#### About this exercise
An exact copy of the lines from the one containing "Pick out a point on every instance of the large" through the last line below is required; include both of those lines and no others.

#### Material supplied

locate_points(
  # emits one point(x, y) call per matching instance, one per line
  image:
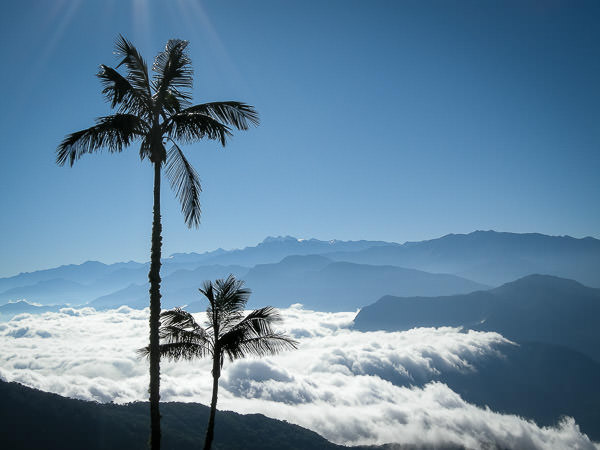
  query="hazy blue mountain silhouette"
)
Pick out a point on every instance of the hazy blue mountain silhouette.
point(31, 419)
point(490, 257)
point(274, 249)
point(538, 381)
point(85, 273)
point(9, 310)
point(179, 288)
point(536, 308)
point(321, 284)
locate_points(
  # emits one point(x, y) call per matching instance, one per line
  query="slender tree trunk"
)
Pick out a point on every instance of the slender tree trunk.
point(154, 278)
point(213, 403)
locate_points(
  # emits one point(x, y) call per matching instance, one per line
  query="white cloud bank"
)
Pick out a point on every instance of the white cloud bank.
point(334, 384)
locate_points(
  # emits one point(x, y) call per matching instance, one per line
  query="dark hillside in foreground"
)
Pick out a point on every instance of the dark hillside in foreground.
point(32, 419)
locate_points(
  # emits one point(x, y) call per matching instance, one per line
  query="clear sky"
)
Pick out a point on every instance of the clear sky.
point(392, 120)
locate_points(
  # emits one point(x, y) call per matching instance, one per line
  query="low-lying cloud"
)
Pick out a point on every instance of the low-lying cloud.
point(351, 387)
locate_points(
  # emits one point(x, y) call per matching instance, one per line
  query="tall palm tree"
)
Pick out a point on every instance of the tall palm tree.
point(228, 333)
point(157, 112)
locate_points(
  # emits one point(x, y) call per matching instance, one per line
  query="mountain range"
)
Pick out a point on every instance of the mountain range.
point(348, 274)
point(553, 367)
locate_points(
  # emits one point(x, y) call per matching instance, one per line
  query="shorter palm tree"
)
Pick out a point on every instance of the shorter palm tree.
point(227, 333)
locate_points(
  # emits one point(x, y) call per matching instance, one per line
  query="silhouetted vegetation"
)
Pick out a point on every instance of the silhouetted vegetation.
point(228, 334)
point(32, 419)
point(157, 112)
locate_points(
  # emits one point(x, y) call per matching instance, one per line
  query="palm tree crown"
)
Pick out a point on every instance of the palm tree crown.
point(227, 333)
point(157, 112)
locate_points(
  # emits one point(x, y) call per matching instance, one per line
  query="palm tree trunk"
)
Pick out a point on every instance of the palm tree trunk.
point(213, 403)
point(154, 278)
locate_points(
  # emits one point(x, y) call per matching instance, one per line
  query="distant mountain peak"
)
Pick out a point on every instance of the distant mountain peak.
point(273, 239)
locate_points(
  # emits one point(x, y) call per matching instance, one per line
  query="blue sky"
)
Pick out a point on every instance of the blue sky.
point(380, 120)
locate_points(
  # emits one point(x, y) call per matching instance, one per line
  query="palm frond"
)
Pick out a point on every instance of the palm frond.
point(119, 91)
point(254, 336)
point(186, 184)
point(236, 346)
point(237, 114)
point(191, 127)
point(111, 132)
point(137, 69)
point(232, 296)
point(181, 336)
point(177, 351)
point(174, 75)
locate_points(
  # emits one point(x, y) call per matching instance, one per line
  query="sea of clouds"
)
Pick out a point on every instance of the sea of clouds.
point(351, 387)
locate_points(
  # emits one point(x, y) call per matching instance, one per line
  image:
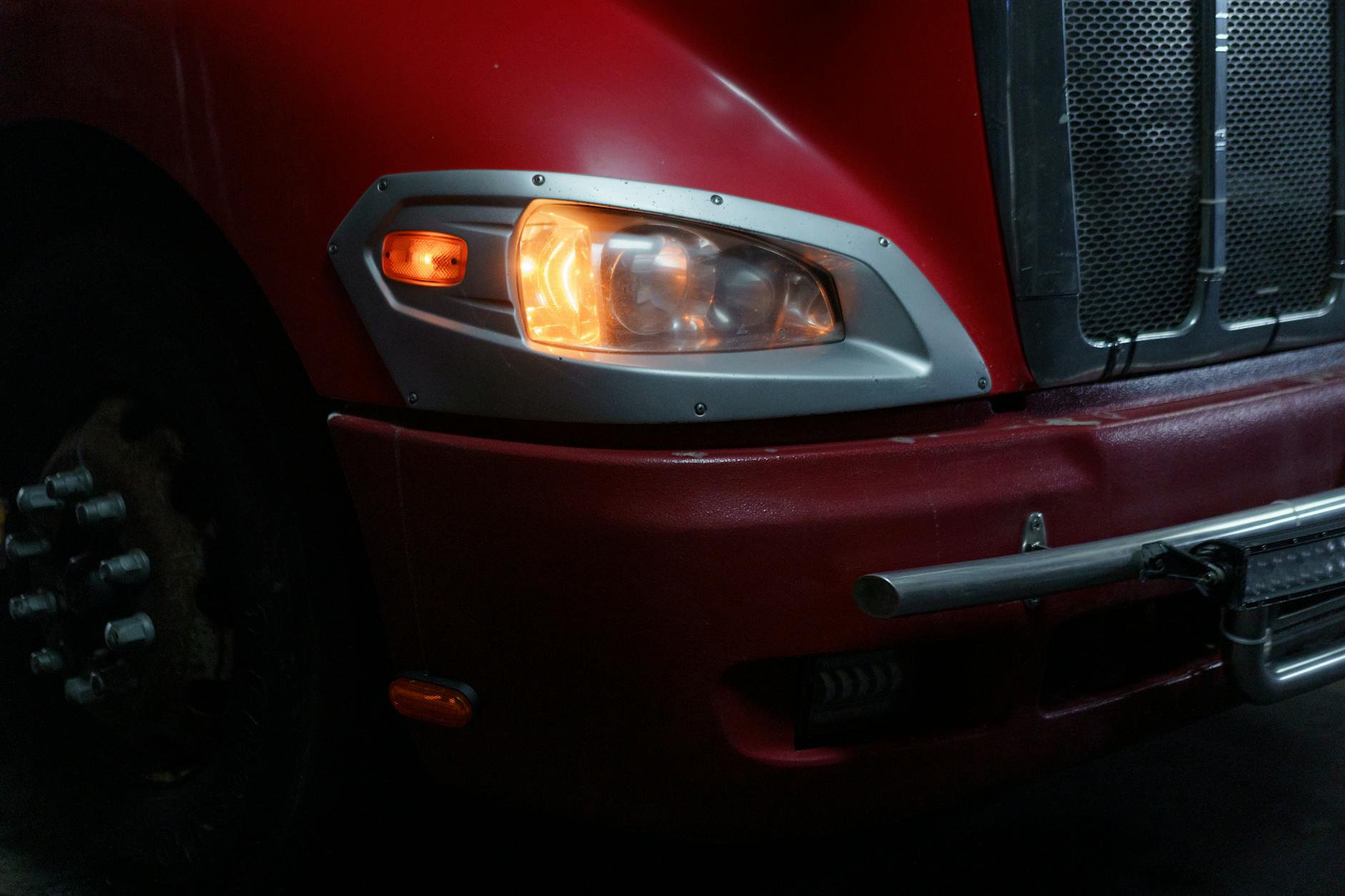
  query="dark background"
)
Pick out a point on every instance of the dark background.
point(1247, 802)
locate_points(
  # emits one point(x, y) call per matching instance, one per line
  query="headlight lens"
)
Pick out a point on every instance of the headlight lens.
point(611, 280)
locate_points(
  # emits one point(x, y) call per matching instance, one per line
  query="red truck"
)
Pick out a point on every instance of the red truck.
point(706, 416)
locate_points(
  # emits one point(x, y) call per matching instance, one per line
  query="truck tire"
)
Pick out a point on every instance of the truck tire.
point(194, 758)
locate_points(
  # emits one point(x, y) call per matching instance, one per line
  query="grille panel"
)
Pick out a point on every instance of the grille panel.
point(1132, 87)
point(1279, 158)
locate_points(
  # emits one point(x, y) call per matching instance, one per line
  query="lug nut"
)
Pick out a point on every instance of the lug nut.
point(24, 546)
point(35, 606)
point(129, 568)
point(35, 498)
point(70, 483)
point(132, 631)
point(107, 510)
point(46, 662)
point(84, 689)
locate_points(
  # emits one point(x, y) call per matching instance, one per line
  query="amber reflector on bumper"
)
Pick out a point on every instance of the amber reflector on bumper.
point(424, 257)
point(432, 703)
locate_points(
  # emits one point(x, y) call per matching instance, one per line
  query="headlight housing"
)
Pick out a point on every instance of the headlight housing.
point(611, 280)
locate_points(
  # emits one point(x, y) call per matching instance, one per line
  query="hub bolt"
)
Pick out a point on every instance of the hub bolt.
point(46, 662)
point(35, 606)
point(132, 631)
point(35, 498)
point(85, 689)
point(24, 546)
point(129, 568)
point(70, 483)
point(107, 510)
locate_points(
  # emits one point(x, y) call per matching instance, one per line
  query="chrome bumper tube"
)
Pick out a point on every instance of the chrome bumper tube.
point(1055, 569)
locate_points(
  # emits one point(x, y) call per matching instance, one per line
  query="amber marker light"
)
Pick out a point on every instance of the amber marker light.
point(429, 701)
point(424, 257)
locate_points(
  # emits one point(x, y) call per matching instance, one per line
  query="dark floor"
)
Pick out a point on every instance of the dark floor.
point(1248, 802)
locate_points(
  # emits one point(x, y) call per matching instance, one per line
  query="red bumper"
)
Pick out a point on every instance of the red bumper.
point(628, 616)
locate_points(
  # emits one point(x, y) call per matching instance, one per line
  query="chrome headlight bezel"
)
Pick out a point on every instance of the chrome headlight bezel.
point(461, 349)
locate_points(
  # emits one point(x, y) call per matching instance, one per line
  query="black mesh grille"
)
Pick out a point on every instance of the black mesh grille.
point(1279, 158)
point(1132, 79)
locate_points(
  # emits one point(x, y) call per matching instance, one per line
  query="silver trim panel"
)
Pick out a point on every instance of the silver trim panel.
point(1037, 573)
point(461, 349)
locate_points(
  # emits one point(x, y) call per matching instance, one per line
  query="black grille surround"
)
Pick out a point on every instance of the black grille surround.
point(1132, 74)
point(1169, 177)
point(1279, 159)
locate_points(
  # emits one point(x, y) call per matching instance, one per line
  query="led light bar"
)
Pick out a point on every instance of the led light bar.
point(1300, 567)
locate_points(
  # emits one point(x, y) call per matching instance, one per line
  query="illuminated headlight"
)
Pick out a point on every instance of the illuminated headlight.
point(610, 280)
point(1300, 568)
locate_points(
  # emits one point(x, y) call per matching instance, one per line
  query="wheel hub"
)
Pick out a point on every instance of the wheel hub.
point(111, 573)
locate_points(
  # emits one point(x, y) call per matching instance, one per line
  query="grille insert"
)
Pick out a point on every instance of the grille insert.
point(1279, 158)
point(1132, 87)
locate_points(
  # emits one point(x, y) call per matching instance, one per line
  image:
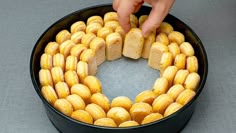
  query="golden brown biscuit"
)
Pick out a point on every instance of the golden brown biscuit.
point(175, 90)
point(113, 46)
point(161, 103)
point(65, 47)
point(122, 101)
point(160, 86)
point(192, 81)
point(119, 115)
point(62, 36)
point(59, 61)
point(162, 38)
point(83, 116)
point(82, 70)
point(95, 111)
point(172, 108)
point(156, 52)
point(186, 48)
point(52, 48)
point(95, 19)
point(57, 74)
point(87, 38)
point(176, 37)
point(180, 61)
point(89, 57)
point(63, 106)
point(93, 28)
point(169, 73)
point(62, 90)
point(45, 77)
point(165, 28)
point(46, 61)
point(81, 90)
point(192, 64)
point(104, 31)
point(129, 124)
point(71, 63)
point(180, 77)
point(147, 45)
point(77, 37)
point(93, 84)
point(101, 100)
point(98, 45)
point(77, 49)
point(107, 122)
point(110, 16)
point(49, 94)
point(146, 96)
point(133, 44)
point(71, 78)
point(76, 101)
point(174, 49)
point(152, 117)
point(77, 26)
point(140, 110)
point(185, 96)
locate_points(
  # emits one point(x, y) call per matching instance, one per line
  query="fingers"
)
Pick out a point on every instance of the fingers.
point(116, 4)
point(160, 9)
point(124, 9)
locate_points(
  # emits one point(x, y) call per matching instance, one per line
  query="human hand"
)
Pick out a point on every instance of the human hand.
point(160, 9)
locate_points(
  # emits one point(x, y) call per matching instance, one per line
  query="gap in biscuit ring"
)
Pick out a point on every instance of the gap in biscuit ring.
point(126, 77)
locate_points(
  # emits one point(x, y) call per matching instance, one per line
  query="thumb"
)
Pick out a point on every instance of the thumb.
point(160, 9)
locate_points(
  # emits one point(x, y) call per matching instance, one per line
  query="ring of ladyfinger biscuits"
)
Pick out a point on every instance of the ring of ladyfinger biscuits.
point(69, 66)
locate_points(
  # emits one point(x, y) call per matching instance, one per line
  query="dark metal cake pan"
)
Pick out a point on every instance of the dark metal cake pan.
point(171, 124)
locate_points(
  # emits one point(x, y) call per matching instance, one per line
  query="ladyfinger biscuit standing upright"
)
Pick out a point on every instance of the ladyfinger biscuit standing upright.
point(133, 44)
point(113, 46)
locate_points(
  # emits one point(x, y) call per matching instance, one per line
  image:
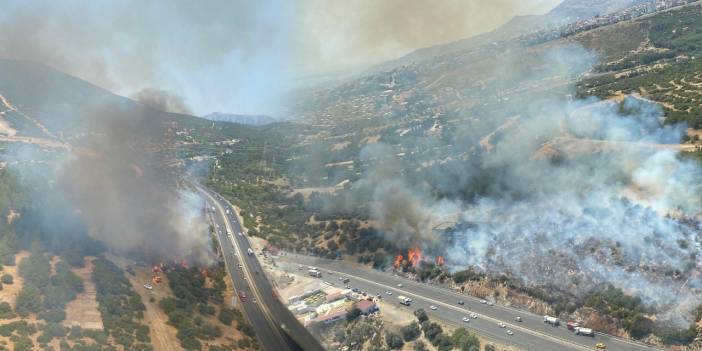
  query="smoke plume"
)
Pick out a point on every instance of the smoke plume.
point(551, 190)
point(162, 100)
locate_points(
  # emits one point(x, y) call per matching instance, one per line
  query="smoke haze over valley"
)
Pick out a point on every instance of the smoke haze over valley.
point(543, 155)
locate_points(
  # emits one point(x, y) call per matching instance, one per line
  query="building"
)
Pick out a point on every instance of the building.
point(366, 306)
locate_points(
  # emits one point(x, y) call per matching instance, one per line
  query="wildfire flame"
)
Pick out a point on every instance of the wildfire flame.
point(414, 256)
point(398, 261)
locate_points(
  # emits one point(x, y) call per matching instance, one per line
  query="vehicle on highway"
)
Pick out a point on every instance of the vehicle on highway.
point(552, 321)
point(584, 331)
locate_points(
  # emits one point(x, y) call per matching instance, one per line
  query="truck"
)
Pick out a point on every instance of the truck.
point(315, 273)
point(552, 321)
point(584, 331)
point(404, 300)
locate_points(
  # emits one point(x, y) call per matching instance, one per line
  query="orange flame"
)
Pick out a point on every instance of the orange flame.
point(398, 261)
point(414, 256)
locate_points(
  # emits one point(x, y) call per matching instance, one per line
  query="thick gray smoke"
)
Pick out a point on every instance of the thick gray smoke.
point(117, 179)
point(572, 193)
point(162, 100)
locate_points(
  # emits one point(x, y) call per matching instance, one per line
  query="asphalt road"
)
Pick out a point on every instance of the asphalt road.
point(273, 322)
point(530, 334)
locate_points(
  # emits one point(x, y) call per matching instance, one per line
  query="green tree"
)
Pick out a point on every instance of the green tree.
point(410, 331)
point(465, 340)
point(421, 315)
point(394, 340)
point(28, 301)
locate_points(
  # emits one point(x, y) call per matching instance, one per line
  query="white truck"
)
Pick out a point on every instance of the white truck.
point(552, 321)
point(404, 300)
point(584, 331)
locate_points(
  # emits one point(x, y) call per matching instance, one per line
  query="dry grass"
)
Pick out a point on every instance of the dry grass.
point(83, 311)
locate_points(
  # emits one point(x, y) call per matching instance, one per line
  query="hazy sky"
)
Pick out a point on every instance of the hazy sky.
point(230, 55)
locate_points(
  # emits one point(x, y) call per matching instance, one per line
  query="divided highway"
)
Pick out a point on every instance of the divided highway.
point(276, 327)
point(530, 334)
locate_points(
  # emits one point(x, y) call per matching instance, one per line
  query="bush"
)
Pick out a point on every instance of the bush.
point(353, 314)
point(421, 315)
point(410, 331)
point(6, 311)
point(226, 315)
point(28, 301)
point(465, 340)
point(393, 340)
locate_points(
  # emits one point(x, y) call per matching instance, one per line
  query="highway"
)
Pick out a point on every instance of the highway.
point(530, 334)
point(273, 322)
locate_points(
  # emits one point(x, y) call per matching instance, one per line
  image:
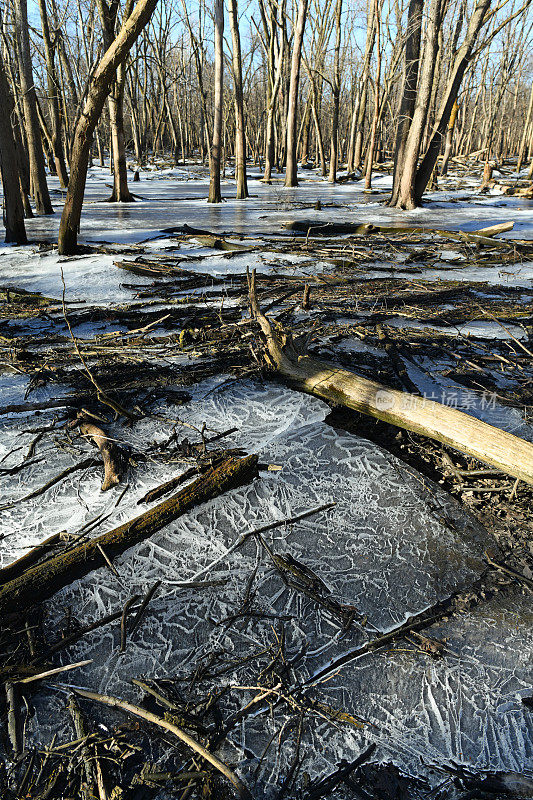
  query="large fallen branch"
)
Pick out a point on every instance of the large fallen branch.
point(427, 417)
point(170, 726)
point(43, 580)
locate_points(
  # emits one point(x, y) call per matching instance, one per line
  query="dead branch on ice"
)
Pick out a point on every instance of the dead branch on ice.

#### Answer section
Pick out a point on every instance of the large fallen branch.
point(427, 417)
point(170, 726)
point(43, 580)
locate_points(
  # emits one point(x, y) call per matching instance, one per line
  query="dead branch on ice"
)
Pick out a point on every instance of the dead branch on ice.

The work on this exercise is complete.